──────── Exercise data ────────

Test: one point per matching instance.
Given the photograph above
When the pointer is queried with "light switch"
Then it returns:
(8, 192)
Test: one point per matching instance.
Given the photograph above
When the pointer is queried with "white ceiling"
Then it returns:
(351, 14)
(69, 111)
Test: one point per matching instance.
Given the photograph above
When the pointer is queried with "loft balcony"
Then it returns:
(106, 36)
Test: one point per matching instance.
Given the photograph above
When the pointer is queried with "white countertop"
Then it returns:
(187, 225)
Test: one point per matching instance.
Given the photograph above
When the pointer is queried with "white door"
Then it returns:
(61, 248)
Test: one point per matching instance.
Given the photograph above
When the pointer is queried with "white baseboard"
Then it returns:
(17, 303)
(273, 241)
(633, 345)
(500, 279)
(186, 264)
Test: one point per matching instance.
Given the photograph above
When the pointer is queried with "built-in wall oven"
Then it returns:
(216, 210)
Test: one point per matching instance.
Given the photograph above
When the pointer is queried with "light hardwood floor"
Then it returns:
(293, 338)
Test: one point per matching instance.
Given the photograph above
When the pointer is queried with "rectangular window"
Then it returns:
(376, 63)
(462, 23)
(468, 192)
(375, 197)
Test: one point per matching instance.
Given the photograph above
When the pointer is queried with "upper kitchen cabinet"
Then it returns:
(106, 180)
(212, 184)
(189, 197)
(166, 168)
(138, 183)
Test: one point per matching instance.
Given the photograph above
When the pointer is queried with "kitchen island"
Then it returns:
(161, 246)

────────

◆ Stated task
Copy out each line exactly.

◆ Final result
Test: one point per matching instance.
Given the photograph above
When the pointer is queried with "light switch"
Then it returns:
(8, 192)
Test: one point per matching instance.
Given the photograph above
When the pointer is queried with "white ceiling"
Then it returns:
(351, 14)
(69, 111)
Test: one point per matching instance.
Given the photograph above
When the pointer is queried with "loft balcony"
Then it returns:
(106, 36)
Test: one point per matching instance.
Given the photograph above
When the pointer is queried with "white countertop"
Then it returns:
(187, 225)
Test: one point per matching instance.
Given the photograph above
When the pointer is queried with "white door"
Then it returns:
(61, 248)
Test: one point per matching instance.
Given the photograph above
When the pointer is queried with "white baseboard"
Then it returns:
(17, 303)
(273, 241)
(633, 345)
(500, 279)
(186, 264)
Test: one point per matching instance.
Given the photograph above
When the pointer is queried with "built-in wall oven"
Then it returns:
(216, 210)
Test: one point per matching instance.
Given the photograph above
When the pointer is queried with "light hardwood floor"
Then it returns:
(293, 338)
Test: one point per matching instance.
Given the photograph above
When the pointer is queried with "rectangular window"
Then it returns:
(376, 63)
(462, 23)
(468, 192)
(375, 197)
Test: one point per matching instance.
Given the photograph above
When the pointer is queried with "upper kitchen cabinet"
Then it returns:
(106, 180)
(212, 184)
(189, 197)
(166, 168)
(138, 183)
Test: one point per matching instance.
Given the photograph above
When the pointer is queried with "kitchen island"
Then it returns:
(161, 246)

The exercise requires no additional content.